**SOURCE PASSAGE**.
When the NRA comes out against the administration, it’s a wake-up call for even his formerly staunchest supporters. Though lines may have been drawn in the past with family members and friends who supported him, Minneapolis, with its freshly minted Bruce Springsteen song, provides another checkpoint in what increasingly feels like a moral Civil War. Family members or friends might wonder: How can you still support the felon pedophile who also uses taxpayer dollars to kill innocent American citizens? This Thanksgiving might be even more awkward than the more recent, friendlier “no Kings” holiday times. Like the critical mass that took my mother’s life so quickly, the point of no return may finally have arrived for the cancer of authoritarianism.

What’s happening in Minneapolis isn’t a misunderstanding or tragic fluke. It’s the predictable result of letting federal immigration agents operate with unchecked power and zero fear of real consequences. When armed ICE or Border Patrol officers kill people in American cities and the response is victim-blaming, stonewalling, gaslighting, federal agencies policing themselves and continuous lies, it’s clear this is no longer about immigration or enforcement. It’s a narrative of retribution for an election loss and power exercised without restraint. Communities are told to stay calm while constitutional protections disappear in front of them. The growing protests are not chaos or “riots,” but a rational response to a government that’s more interested in protecting its agents than the lives of its residents. Despite Trump’s false rhetoric, there’s no evidence any citizens have been “paid” to protest; they’re out there in freezing temperatures because this threat to democracy matters to people.

**EXTRACTED RECORDS**.
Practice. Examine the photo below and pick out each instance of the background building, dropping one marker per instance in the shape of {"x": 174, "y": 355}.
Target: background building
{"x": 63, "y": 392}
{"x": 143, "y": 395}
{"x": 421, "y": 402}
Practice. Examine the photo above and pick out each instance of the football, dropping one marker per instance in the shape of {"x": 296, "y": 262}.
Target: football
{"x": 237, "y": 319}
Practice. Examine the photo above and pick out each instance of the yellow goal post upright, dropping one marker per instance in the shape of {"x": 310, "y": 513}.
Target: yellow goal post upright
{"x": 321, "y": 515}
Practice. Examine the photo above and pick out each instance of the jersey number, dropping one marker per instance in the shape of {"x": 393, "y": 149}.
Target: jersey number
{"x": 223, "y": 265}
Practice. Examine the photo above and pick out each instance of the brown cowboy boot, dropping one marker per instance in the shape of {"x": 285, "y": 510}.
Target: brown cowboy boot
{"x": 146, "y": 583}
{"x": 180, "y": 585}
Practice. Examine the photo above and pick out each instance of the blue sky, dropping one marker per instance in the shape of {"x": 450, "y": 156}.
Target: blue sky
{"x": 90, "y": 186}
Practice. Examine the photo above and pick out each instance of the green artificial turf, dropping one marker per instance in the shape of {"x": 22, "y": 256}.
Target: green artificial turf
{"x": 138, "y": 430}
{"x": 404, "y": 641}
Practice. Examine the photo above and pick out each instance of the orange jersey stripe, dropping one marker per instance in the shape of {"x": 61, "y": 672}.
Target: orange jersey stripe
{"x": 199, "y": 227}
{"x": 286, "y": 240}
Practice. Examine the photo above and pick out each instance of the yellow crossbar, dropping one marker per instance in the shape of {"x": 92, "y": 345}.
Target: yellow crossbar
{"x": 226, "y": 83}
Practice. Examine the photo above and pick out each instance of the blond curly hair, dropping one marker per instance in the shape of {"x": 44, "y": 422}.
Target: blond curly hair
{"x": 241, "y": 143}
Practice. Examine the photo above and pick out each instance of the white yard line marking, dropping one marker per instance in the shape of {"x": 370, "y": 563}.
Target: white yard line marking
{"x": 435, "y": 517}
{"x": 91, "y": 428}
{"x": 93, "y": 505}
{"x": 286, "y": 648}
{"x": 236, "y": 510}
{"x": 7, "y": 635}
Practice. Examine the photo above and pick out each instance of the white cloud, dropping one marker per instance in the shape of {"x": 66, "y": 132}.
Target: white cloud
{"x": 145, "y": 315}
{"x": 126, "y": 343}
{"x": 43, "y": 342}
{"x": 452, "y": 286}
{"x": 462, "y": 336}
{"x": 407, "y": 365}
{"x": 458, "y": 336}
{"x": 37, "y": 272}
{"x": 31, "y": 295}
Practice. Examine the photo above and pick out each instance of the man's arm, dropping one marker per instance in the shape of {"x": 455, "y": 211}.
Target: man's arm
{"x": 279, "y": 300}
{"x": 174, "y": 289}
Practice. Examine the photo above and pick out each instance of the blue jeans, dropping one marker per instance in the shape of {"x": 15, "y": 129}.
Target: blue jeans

**REQUIRED ACTION 1**. Can you reproduce the Minneapolis commentary between "When the NRA comes" and "the cancer of authoritarianism.", inclusive, replacing "Thanksgiving" with "Christmas"?
**REQUIRED ACTION 2**. How would the Minneapolis commentary go on after its final sentence? Write the next passage.

**TASK ANSWER 1**.
When the NRA comes out against the administration, it’s a wake-up call for even his formerly staunchest supporters. Though lines may have been drawn in the past with family members and friends who supported him, Minneapolis, with its freshly minted Bruce Springsteen song, provides another checkpoint in what increasingly feels like a moral Civil War. Family members or friends might wonder: How can you still support the felon pedophile who also uses taxpayer dollars to kill innocent American citizens? This Christmas might be even more awkward than the more recent, friendlier “no Kings” holiday times. Like the critical mass that took my mother’s life so quickly, the point of no return may finally have arrived for the cancer of authoritarianism.

**TASK ANSWER 2**.
As Congress votes on whether ICE continues to receive full funding, lawmakers face a moment of moral clarity. Funding an agency that fuels fear, escalates violence, and evades accountability is a choice. Pretending otherwise is cowardice. Protecting the Constitution isn’t leftist extremism; it’s a demand from both parties that the government stop acting like it’s above its own laws and people.